▶ Provided text
--- Start ---
Deploying an IBM Spectrum Symphony cluster with Kubernetes and Docker containers

Kubernetes is an open source system for managing containerized applications across multiple hosts, providing basic mechanisms for deployment, maintenance, and scaling of applications. Kubernetes is a good platform to deploy primary-secondary mode applications. You can deploy IBM® Spectrum Symphony with Kubernetes and run its services in Docker containers. This configuration is supported on Red Hat Enterprise Linux (RHEL) 64-bit primary and compute hosts.

Before you begin

Cluster deployment of IBM Spectrum Symphony with Kubernetes is supported by the following third-party software:
This procedure require that you use the following configuration files, which are provided with IBM Spectrum Symphony Standard and Advanced editions:
  • Dockerfile, which is used to build the Docker image.
  • YAML file for the IBM Spectrum Symphony primary host, which is used to start and control the IBM Spectrum Symphony primary host in the Kubernetes cluster.
  • YAML file for IBM Spectrum Symphony compute nodes, which is used to start and control the Symphony compute nodes in the Kubernetes cluster.
--- End ---
▶ Stated task a
Reproduce the passage of the Kubernetes deployment text between "Cluster deployment of" and "the Docker image.", inclusive.

▶ Information given
--- Start ---
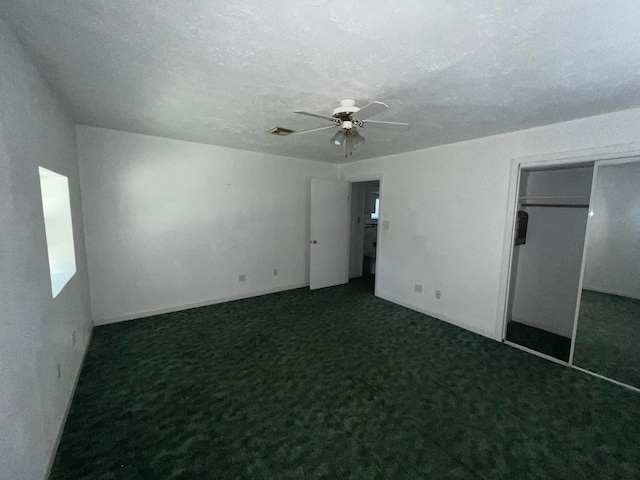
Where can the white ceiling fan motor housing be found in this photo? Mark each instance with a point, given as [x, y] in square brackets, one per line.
[347, 107]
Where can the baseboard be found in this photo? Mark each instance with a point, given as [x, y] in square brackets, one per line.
[609, 292]
[151, 313]
[437, 316]
[68, 408]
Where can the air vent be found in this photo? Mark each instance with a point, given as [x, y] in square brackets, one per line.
[283, 132]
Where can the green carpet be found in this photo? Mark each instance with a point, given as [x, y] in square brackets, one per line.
[551, 344]
[335, 384]
[608, 336]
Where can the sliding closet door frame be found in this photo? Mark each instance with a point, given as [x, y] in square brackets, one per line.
[598, 164]
[622, 153]
[585, 247]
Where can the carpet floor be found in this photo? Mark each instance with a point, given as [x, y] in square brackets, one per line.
[335, 384]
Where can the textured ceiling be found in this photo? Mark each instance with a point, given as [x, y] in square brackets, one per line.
[224, 72]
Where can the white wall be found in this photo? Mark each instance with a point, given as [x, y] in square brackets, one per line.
[35, 329]
[447, 213]
[171, 224]
[548, 265]
[613, 252]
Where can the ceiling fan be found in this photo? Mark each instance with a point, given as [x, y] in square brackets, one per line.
[346, 117]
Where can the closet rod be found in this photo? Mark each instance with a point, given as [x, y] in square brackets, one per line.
[553, 205]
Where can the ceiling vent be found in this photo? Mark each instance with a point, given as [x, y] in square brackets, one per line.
[282, 132]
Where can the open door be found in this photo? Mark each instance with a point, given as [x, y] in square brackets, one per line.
[329, 257]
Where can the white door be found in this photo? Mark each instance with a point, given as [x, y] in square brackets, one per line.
[329, 259]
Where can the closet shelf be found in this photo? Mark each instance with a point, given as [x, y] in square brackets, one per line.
[563, 197]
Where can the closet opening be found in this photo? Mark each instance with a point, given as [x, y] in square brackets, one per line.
[548, 244]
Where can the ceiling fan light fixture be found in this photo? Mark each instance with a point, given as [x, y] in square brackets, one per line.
[338, 138]
[357, 139]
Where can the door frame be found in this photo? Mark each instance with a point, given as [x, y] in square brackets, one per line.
[610, 155]
[570, 158]
[369, 178]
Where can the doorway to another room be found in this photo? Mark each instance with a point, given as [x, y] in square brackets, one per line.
[365, 211]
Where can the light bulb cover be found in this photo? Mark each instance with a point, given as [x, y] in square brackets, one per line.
[356, 139]
[338, 138]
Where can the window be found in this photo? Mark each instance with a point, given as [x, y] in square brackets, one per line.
[56, 207]
[375, 213]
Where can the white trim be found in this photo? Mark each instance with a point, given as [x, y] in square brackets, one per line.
[610, 152]
[507, 255]
[56, 444]
[536, 353]
[609, 292]
[602, 377]
[151, 313]
[437, 316]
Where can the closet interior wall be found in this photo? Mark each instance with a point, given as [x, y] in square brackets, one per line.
[546, 269]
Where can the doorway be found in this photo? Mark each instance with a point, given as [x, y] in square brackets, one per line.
[363, 248]
[551, 224]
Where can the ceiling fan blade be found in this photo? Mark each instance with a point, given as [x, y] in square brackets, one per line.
[317, 115]
[395, 125]
[314, 129]
[370, 110]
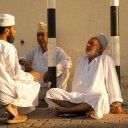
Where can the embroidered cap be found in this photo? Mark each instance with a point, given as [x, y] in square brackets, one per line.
[103, 40]
[7, 20]
[42, 27]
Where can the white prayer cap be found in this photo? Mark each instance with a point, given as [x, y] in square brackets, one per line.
[42, 27]
[7, 20]
[103, 40]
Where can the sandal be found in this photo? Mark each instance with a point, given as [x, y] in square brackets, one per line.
[17, 119]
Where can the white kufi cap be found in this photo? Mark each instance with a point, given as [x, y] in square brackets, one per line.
[7, 20]
[103, 40]
[42, 27]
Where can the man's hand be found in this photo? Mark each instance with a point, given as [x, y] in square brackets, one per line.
[36, 75]
[45, 77]
[27, 65]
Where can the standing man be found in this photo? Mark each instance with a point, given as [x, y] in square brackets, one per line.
--- End ---
▶ Stated task b
Show each line of the listing that contains the string "frame", matching case exactly.

▶ Expected output a
Cluster deployment of IBM Spectrum Symphony with Kubernetes is supported by the following third-party software:
This procedure require that you use the following configuration files, which are provided with IBM Spectrum Symphony Standard and Advanced editions:
  • Dockerfile, which is used to build the Docker image.

▶ Expected output b
Where can the sliding closet door frame be found in this photo? Mark each instance with a point, given as [x, y] in square brackets, one per line.
Where can the door frame be found in this photo? Mark each instance with a point, given as [x, y] in square brackets, one per line.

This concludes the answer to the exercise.